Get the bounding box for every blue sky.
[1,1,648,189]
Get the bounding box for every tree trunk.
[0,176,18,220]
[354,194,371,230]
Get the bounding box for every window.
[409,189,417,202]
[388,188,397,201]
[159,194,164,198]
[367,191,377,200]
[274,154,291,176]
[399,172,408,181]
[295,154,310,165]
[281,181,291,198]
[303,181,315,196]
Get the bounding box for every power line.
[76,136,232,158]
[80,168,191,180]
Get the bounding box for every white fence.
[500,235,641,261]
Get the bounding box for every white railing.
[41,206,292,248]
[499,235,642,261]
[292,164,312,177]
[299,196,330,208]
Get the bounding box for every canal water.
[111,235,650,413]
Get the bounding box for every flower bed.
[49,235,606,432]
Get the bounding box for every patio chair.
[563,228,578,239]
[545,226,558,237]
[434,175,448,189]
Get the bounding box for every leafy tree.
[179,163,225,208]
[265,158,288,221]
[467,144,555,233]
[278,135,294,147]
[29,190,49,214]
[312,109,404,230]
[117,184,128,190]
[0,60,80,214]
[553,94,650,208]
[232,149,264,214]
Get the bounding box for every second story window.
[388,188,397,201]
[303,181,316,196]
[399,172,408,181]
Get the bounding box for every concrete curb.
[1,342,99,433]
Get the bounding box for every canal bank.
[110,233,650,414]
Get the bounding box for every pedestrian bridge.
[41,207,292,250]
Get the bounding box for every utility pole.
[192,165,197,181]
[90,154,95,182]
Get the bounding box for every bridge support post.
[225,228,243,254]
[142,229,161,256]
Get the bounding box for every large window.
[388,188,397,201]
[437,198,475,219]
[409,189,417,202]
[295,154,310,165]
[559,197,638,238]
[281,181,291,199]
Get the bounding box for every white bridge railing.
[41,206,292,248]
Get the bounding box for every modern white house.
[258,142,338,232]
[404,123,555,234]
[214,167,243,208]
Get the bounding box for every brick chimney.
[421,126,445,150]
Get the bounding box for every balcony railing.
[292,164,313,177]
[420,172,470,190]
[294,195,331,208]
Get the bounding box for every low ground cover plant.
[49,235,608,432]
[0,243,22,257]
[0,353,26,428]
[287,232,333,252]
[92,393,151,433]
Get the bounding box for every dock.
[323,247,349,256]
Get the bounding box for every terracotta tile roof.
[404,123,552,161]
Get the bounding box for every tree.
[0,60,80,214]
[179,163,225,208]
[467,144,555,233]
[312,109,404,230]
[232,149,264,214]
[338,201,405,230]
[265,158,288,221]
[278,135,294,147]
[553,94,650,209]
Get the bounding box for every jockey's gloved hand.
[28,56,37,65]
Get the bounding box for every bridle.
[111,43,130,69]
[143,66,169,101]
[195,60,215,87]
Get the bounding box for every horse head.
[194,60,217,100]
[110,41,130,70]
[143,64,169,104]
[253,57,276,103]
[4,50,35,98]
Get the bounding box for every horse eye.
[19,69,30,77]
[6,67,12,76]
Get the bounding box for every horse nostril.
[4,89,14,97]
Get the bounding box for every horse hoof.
#####
» **Your instructions**
Restate the records exactly. Leave nothing out.

» **Result below**
Get the bounding box for every blue sky.
[1,1,648,189]
Get the bounding box for every tree trunk.
[0,176,18,220]
[354,194,371,230]
Get the bounding box for every window.
[409,189,417,202]
[388,188,397,201]
[159,194,164,198]
[367,191,377,200]
[274,154,291,176]
[399,172,408,181]
[295,154,310,165]
[281,181,291,198]
[303,181,315,196]
Get the bounding box for every power line.
[76,136,232,158]
[80,168,191,180]
Get the bounding box for every white fence.
[500,235,641,261]
Get the bounding box for every white railing.
[41,206,292,248]
[499,235,642,261]
[292,164,312,177]
[299,196,330,208]
Get the bounding box for every canal water.
[111,235,650,413]
Get the bounding box for every flower bed.
[49,235,606,432]
Get the bounding box for every patio chair.
[563,228,578,239]
[545,226,558,237]
[434,175,448,189]
Get the bounding box for every leafy tree.
[179,163,225,208]
[265,158,288,221]
[467,144,555,233]
[278,135,294,147]
[29,190,49,214]
[312,109,404,230]
[117,184,128,190]
[0,60,80,214]
[553,94,650,208]
[232,149,264,214]
Get the bounding box for every second story window.
[388,188,397,201]
[303,181,316,196]
[399,172,408,181]
Get the bounding box for every concrete curb.
[1,342,99,433]
Get the bounding box for every canal bank.
[110,233,650,414]
Get the bounding box for every pedestrian bridge.
[41,207,292,250]
Get the bounding box for every utility pole.
[192,165,197,181]
[90,154,95,182]
Get the bounding box for every bridge support post.
[225,228,243,254]
[142,229,161,256]
Get the bounding box for every large window.
[388,188,397,201]
[437,198,475,219]
[409,189,417,202]
[295,154,310,165]
[559,197,638,238]
[281,181,291,199]
Get the bounding box for every white bridge railing.
[41,206,292,248]
Get the bounding box for every modern white house.
[258,142,338,232]
[404,123,555,234]
[214,167,243,208]
Get the bounding box for every brick chimney.
[421,126,445,150]
Get the bounding box for every balcony railing.
[292,164,313,177]
[420,172,470,190]
[294,195,331,208]
Get the bounding box for every low ground cover plant.
[49,235,608,432]
[0,243,22,257]
[0,353,26,428]
[287,232,333,252]
[92,393,151,433]
Get the bounding box for every dock.
[323,247,349,256]
Get the bounding box for every terracotta tile roof.
[404,123,552,161]
Get the bounding box for every tree.
[0,60,80,214]
[179,163,225,208]
[467,144,555,233]
[312,109,404,230]
[232,149,264,214]
[338,201,405,230]
[265,158,288,221]
[278,135,294,147]
[553,94,650,209]
Get the bounding box for every jockey's gloved hand.
[28,56,37,65]
Get the bounding box for every bridle.
[111,43,130,69]
[143,66,169,101]
[195,60,215,87]
Get the bounding box for every horse head.
[194,60,217,100]
[110,41,130,70]
[143,64,169,104]
[253,57,276,103]
[4,50,35,98]
Get the bounding box for every horse eye.
[19,69,30,77]
[6,67,12,76]
Get the bounding box for every horse nostril.
[4,89,14,97]
Get the bounding box for every horse hoof.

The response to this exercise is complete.